--- Start Records for this exercise ---
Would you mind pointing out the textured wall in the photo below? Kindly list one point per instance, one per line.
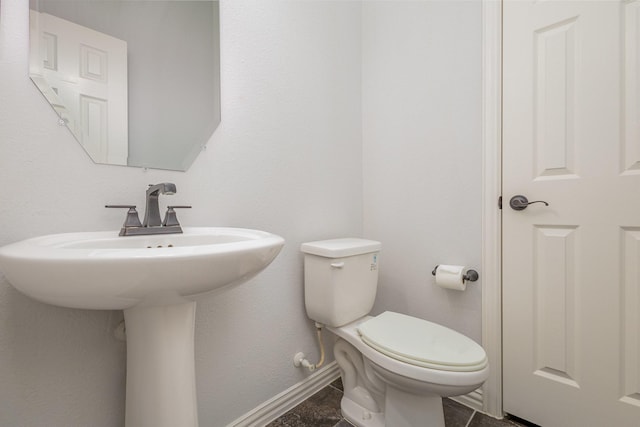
(286, 158)
(309, 90)
(422, 151)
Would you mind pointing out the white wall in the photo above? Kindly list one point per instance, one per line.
(422, 152)
(286, 158)
(304, 85)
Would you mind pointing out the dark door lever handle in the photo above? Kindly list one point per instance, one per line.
(520, 202)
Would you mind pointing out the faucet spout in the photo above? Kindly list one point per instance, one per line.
(152, 211)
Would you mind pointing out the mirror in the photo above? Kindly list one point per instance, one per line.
(136, 82)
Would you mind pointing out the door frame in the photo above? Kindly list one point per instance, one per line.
(491, 213)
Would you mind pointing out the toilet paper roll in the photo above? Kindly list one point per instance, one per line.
(451, 277)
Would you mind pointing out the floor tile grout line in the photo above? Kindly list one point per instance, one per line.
(470, 419)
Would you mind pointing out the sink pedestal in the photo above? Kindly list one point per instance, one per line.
(161, 383)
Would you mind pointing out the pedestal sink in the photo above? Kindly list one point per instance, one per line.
(153, 279)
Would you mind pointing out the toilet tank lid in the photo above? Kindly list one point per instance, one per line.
(338, 248)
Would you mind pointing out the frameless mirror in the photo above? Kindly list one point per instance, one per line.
(136, 82)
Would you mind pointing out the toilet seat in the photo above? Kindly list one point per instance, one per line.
(422, 343)
(350, 334)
--- End Records for this exercise ---
» **Exercise goal**
Leave out the pictures and print every line of the data exactly.

» **Output of the task**
Would you mind pointing out the textured wall in the photo below? Kindly list one point per instance, one per line.
(286, 158)
(309, 90)
(422, 151)
Would you mind pointing out the white wall in the photo above? Kindly list one point per instance, one per line.
(422, 152)
(286, 158)
(304, 85)
Would you mind pointing out the dark door lever handle in the photo above? Kindly list one point per instance, one per line.
(520, 202)
Would you mind pointing out the faucet spout in the photo above? Kindly list one point per instance, one per line.
(152, 211)
Would you mind pointing out the mirror in the photo above? Kindly list one point per instance, one per line.
(136, 82)
Would you mind pointing out the door frame in the photo above? Kindly list one point per instance, one per line.
(491, 213)
Would you mind pointing out the toilet paper roll in the photo above? Kindly list one point per instance, one per line.
(451, 277)
Would you mind pointing out the floor tile grout line in the photo above? Kindly list one point per instance, one per line.
(470, 419)
Would you mind pointing out the sink pedestal in the photo above? Kindly list one point per instance, one per line.
(161, 383)
Would you mind pointing out the pedestal sink in the photo above? Kindly list one point per instance, one per line.
(153, 279)
Would you mind pointing out the toilet tank lid in the photo above? Kindly list one point per instance, one per line.
(338, 248)
Would you mind pointing out the frameless mirror in the photo above? Kindly list one point per instance, one per line.
(136, 82)
Would you mind pointing out the toilet seat in the photo above? Kindly list one point per instance, one per line.
(422, 343)
(350, 334)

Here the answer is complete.